======== INFORMATION SHOWN ========
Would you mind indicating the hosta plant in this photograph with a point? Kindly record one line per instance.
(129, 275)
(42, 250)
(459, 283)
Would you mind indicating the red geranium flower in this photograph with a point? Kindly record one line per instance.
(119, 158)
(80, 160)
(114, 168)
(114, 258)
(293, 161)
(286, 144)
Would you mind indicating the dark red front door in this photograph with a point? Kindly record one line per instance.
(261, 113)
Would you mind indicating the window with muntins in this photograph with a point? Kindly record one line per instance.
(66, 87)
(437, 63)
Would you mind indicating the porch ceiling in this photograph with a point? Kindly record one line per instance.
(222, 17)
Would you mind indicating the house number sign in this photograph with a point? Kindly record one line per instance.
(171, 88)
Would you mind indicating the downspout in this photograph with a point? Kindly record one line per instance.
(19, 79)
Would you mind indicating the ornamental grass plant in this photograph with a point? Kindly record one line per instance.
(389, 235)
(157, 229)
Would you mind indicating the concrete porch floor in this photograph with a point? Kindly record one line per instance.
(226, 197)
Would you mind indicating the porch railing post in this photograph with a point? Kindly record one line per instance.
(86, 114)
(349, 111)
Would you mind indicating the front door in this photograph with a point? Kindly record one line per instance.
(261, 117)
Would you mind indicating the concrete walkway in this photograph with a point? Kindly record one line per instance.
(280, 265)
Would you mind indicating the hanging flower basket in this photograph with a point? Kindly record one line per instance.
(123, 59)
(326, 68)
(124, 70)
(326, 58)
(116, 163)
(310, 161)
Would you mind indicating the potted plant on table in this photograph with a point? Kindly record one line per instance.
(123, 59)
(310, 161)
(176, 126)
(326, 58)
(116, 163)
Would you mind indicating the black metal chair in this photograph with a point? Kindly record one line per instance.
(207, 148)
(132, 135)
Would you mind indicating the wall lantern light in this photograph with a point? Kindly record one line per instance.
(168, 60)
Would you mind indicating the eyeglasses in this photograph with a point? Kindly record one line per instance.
========
What you return must match the data line for line.

Would you mind indicating the hosta plant in this photograph with a point? Kindly record one line per instance.
(129, 275)
(42, 250)
(459, 283)
Would you mind indicating the red geranium flower in this photograph with a point? Kindly record one line per instance.
(119, 158)
(80, 160)
(114, 168)
(114, 258)
(293, 161)
(286, 144)
Would you mind indicating the dark red front door in this photograph with a point? Kindly record one line per instance.
(261, 113)
Would you mind indicating the window with muntins in this photograph with a point? Kindly record one line per instance.
(66, 87)
(437, 63)
Would you mind indicating the porch ceiling in this photograph with a point? Kindly record one line per instance.
(222, 17)
Would you mind indicating the house number sign in this photograph with a point? Kindly record one line per instance.
(171, 88)
Would you mind indicating the downspout in this photograph with a point? Kindly record one line per instance.
(19, 79)
Would you mind indicating the ornamental grass plant in this photograph with a point? Kindly record one line per instance.
(389, 235)
(157, 229)
Would you mind indicating the concrete porch floor in this photograph with a point? Kindly record one line per instance.
(226, 197)
Would you mind indicating the porch railing post in this photograph with a point? Kindly record one line per instance.
(86, 114)
(349, 111)
Would you mind indicating the front door in this photograph with a point? Kindly record one line per instance.
(261, 117)
Would you mind indicating the concrete walkway in this photograph with a point? Kindly record one line per instance.
(280, 265)
Would you mind indicating the hanging flower basket in this photograph with a point? Kindly record one line per instance.
(123, 59)
(326, 68)
(124, 70)
(326, 58)
(116, 163)
(310, 161)
Would you mind indicating the potted plant on table in this photograph with a point? Kindly record one line per instance.
(123, 59)
(310, 161)
(176, 126)
(326, 58)
(116, 163)
Would you mind indicating the black metal chair in this photograph with a point? Kindly record one line per instance.
(207, 148)
(132, 135)
Would you mind indicating the wall lantern light in this photograph with a point? Kindly record one line per instance.
(168, 60)
Would you mind indicating the eyeglasses in this photograph with a point? Kindly record one line per instance.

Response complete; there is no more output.